Written exercise = Pull out every line in the items below that contains the word "skier", copying each line in full.

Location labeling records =
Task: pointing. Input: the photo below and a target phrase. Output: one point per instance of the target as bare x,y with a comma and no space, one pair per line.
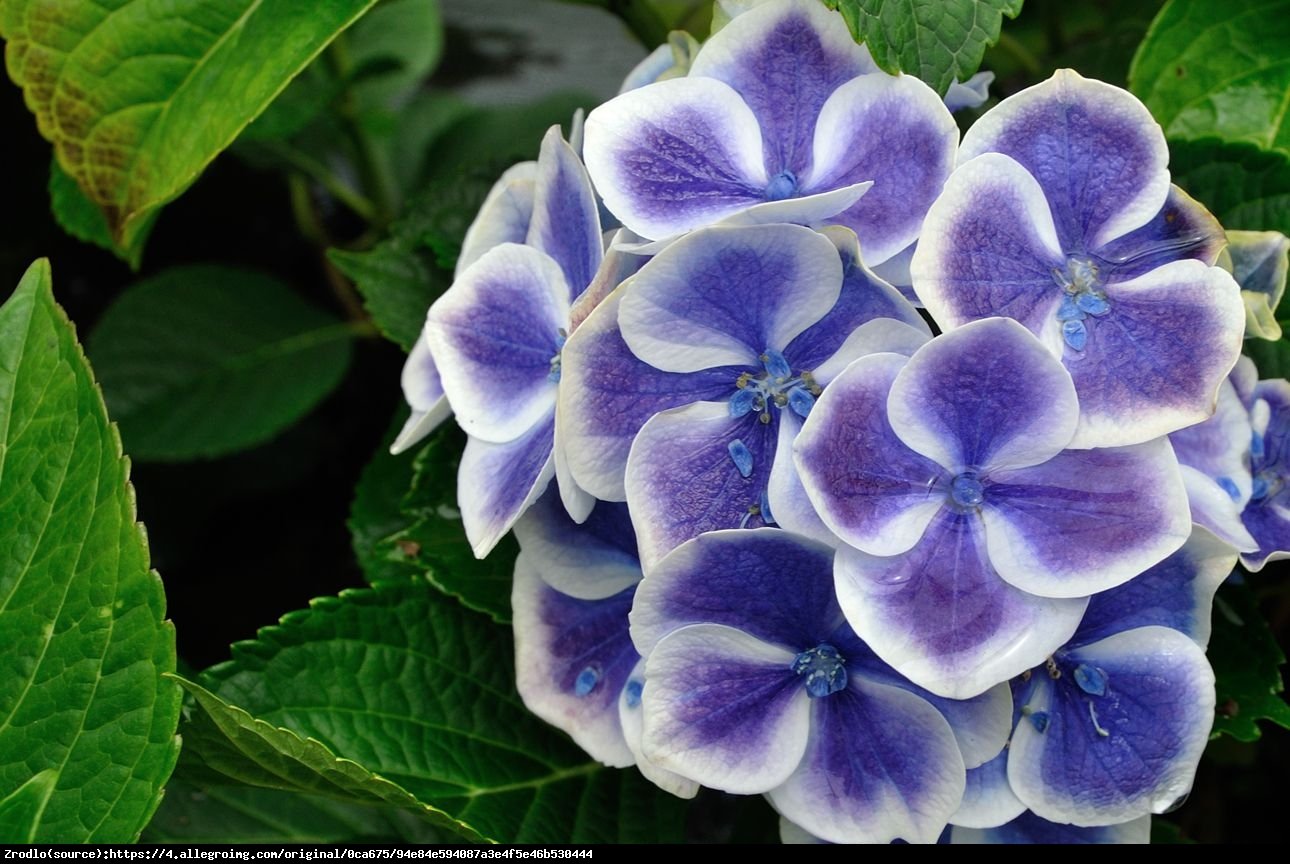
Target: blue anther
801,401
742,457
1068,311
775,365
781,186
1075,334
823,669
1091,680
586,681
1230,486
966,491
743,401
1091,303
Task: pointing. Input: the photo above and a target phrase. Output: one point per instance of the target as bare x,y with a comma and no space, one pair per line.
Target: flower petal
1153,365
493,335
684,477
608,393
988,246
1133,751
1086,520
881,764
764,582
942,617
496,482
572,660
892,130
1095,150
675,156
724,295
983,397
867,486
784,59
724,709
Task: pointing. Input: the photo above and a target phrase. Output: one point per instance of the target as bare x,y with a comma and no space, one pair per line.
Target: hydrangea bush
814,455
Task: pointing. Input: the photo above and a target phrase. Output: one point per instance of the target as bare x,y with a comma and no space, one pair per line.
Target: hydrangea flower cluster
906,586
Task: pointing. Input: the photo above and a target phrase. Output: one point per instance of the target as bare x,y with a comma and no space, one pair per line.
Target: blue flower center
781,186
1082,298
966,491
822,668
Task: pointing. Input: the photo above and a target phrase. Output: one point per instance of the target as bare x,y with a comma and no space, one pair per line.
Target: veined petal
988,801
724,708
675,156
1128,752
868,488
892,130
764,582
496,482
724,295
1086,520
784,59
988,246
494,334
694,470
1030,828
1178,593
983,397
1095,150
572,660
608,393
503,217
881,764
587,561
942,617
1153,365
565,216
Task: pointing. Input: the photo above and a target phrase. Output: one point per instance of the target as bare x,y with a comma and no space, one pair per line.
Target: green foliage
1218,70
938,40
207,360
418,694
137,102
87,720
239,814
1248,666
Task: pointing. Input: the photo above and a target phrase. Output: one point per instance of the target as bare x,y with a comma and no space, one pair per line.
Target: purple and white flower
782,117
974,534
683,390
755,684
1061,216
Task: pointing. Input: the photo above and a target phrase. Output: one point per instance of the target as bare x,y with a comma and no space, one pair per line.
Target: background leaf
138,97
85,646
938,40
1218,70
207,360
421,693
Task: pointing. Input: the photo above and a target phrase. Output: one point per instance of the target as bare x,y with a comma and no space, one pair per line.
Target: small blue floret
1075,334
742,457
586,681
823,669
1091,680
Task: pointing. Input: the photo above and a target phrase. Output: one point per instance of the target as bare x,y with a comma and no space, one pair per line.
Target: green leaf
421,693
938,40
435,539
1246,662
195,813
1218,70
138,97
81,617
201,361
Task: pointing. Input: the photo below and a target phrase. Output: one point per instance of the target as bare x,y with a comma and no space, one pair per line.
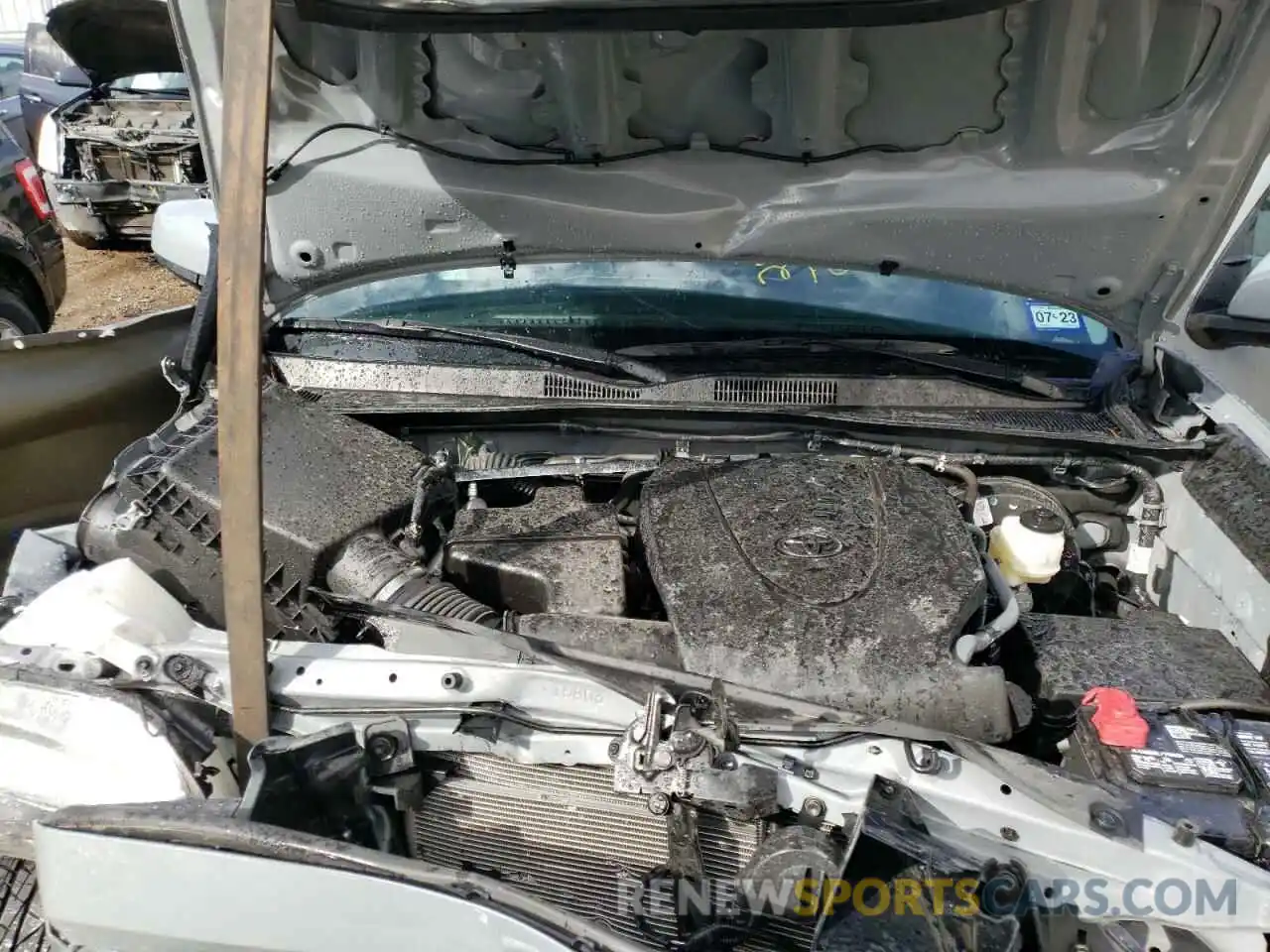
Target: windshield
154,82
620,303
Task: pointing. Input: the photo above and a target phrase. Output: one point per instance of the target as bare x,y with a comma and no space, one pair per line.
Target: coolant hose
962,472
969,645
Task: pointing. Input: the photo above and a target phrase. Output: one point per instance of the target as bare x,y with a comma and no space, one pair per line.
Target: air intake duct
370,566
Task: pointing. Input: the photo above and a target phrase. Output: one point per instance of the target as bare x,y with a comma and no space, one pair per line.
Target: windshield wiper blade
576,356
928,353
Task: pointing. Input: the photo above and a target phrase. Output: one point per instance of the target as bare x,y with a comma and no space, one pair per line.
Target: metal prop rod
248,66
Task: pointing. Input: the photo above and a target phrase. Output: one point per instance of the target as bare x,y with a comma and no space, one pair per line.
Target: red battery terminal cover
1116,719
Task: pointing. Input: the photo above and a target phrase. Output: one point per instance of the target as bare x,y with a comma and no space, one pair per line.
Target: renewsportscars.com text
944,896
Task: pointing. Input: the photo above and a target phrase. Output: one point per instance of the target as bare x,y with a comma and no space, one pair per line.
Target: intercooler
562,834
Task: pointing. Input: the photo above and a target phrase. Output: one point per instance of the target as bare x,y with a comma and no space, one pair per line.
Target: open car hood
109,40
1089,153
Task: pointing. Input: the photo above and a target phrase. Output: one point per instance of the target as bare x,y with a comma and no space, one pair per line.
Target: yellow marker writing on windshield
783,272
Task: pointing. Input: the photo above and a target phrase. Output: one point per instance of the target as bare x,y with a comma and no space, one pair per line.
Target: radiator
562,835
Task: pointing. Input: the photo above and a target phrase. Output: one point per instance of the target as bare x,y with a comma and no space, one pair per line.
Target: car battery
1209,770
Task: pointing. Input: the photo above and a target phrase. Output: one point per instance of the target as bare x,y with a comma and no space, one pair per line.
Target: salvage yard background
104,286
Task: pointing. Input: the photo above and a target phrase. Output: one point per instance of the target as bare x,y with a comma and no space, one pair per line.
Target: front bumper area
103,209
64,743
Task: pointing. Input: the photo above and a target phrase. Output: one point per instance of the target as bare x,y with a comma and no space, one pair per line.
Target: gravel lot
109,286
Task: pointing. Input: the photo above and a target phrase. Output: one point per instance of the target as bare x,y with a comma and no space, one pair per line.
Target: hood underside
109,40
1083,151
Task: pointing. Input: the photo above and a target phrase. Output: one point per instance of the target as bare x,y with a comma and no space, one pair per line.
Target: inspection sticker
1051,317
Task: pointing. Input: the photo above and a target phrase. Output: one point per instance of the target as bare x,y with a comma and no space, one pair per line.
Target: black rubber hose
200,339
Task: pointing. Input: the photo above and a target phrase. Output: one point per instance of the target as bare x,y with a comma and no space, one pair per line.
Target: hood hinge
1151,315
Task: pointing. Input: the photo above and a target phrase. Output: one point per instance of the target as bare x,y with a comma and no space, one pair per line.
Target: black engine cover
839,580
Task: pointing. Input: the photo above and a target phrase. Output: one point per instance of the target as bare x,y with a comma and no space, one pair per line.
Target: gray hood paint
1086,151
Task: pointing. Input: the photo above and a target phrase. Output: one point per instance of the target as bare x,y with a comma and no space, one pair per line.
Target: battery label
1252,739
1184,757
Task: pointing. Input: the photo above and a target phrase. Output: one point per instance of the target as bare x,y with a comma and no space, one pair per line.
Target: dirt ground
108,285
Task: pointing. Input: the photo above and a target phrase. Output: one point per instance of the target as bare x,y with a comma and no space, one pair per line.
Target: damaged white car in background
113,155
776,477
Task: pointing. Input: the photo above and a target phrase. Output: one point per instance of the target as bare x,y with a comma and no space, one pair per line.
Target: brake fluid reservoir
1029,547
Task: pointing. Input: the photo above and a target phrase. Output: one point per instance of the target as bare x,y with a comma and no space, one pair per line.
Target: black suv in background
32,261
48,79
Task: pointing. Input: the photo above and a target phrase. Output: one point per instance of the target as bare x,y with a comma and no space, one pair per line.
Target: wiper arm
576,356
928,353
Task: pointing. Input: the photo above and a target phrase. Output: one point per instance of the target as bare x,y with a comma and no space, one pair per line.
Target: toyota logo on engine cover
811,543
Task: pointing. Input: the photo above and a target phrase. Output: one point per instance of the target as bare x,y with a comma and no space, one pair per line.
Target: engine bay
988,598
121,157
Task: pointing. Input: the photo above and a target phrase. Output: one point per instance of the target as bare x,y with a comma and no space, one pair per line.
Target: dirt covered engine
841,580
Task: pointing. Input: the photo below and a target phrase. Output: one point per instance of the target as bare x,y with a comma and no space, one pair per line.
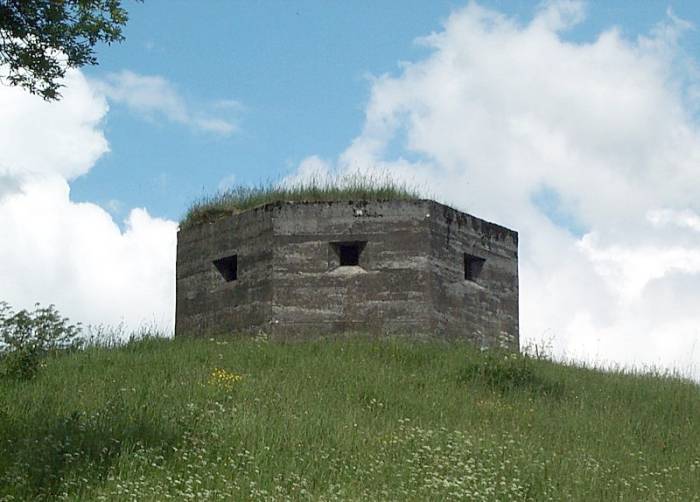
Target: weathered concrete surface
410,276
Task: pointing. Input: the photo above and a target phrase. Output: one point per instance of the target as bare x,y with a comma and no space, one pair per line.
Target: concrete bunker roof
489,229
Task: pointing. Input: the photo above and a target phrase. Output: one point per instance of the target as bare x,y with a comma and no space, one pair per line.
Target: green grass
351,187
348,419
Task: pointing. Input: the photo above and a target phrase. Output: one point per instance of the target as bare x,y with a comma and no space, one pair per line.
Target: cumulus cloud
501,112
74,255
154,97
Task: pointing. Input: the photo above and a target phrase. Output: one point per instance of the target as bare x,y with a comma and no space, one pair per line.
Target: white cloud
71,254
500,110
153,97
67,141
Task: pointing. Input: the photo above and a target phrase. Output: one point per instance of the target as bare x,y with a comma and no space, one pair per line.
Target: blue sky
299,70
575,123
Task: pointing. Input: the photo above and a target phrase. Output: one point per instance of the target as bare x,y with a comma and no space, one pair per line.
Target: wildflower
224,379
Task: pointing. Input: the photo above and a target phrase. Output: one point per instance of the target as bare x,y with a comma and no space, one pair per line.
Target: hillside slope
350,419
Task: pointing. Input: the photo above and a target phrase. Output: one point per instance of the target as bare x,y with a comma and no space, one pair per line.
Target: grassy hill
349,419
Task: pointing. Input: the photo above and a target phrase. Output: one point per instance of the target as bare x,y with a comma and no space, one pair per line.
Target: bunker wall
474,287
387,291
206,302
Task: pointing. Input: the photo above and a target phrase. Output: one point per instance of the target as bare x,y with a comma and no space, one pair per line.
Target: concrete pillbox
304,269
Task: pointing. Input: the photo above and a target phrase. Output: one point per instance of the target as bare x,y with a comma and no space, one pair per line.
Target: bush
27,337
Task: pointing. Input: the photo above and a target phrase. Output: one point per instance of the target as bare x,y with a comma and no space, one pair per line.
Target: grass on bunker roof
332,188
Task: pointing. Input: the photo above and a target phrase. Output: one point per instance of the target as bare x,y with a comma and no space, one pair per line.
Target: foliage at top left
41,39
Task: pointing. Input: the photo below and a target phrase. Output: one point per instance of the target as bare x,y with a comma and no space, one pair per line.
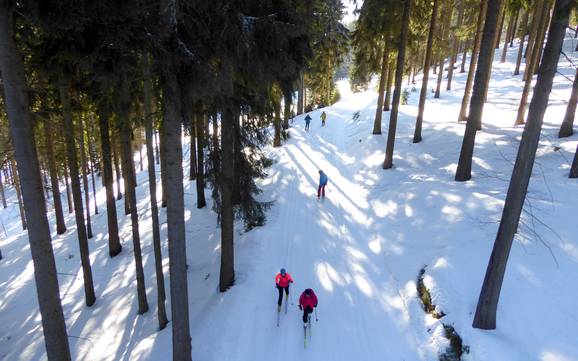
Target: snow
360,249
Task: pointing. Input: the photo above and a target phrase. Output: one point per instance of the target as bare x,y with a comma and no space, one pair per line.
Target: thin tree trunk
387,100
473,60
508,35
566,129
388,161
49,146
464,170
172,148
530,67
227,272
126,157
76,191
68,190
485,317
426,68
192,150
85,180
114,246
22,134
381,91
521,48
161,296
16,178
4,205
201,136
116,168
574,168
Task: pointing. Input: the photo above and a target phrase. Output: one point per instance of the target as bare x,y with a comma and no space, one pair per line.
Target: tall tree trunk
276,124
201,136
521,48
530,65
22,134
173,153
426,68
455,46
473,60
16,178
485,317
116,167
227,272
148,115
387,100
4,205
92,169
568,122
126,157
68,190
381,91
64,87
574,167
508,35
114,246
300,94
193,148
85,179
49,146
464,171
388,161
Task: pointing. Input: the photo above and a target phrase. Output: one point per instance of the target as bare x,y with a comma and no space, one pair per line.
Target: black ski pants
280,289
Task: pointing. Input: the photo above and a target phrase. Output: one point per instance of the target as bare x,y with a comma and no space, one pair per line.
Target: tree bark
473,60
426,68
485,317
126,156
531,64
464,170
68,190
64,88
161,296
388,161
574,167
381,91
387,100
521,48
201,136
85,180
227,272
49,146
566,129
22,133
16,178
114,246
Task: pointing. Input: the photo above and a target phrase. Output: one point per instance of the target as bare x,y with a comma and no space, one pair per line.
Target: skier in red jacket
282,281
307,302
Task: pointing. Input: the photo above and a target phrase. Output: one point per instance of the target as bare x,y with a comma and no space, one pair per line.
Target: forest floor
361,248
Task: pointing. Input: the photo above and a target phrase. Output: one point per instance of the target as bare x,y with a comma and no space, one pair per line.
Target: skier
307,302
282,281
322,183
307,121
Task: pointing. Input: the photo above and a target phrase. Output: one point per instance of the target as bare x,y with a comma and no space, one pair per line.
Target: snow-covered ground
360,249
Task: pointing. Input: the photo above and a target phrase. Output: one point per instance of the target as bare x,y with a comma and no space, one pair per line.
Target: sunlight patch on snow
383,210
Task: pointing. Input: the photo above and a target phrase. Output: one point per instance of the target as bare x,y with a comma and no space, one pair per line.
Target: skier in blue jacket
322,183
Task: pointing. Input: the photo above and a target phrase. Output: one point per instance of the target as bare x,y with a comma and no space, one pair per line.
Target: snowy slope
360,249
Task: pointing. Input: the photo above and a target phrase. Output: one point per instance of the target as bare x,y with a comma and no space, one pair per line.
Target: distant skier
282,281
322,183
307,302
307,121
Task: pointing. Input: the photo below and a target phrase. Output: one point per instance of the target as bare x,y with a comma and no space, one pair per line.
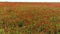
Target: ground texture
29,18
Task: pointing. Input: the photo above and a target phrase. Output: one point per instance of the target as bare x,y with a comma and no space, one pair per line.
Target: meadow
29,18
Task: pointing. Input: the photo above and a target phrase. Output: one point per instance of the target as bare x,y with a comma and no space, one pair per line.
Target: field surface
29,18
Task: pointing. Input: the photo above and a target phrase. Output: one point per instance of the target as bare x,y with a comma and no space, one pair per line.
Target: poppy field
29,18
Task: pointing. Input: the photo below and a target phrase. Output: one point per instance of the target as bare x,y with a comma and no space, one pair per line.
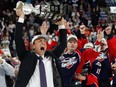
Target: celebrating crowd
77,51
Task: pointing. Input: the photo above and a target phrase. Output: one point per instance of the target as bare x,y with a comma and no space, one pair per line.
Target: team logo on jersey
68,62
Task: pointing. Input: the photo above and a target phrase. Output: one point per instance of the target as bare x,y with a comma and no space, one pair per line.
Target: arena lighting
52,10
113,9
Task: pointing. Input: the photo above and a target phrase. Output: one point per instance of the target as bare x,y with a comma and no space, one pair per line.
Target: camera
51,11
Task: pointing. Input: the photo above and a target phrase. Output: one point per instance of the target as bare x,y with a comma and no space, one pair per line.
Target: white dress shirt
35,79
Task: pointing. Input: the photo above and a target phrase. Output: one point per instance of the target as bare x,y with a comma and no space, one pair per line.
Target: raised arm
62,38
20,46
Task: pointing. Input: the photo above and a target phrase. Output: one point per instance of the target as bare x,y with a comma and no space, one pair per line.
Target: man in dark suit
29,73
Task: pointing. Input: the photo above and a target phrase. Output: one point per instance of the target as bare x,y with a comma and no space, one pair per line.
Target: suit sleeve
59,49
112,48
20,46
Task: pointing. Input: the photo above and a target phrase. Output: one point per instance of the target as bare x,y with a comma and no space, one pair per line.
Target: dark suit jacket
29,59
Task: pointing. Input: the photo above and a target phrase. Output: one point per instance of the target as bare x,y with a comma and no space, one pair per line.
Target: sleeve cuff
21,20
3,62
61,27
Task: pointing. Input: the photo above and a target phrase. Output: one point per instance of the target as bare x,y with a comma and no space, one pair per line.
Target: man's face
40,46
72,45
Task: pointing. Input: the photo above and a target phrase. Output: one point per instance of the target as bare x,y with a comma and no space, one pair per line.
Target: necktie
43,82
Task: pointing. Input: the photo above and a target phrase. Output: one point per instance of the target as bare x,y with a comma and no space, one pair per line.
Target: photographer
5,69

Completed task =
Target: skier in red jacket
Target: skier
Target: skier in blue jacket
Target: distant skier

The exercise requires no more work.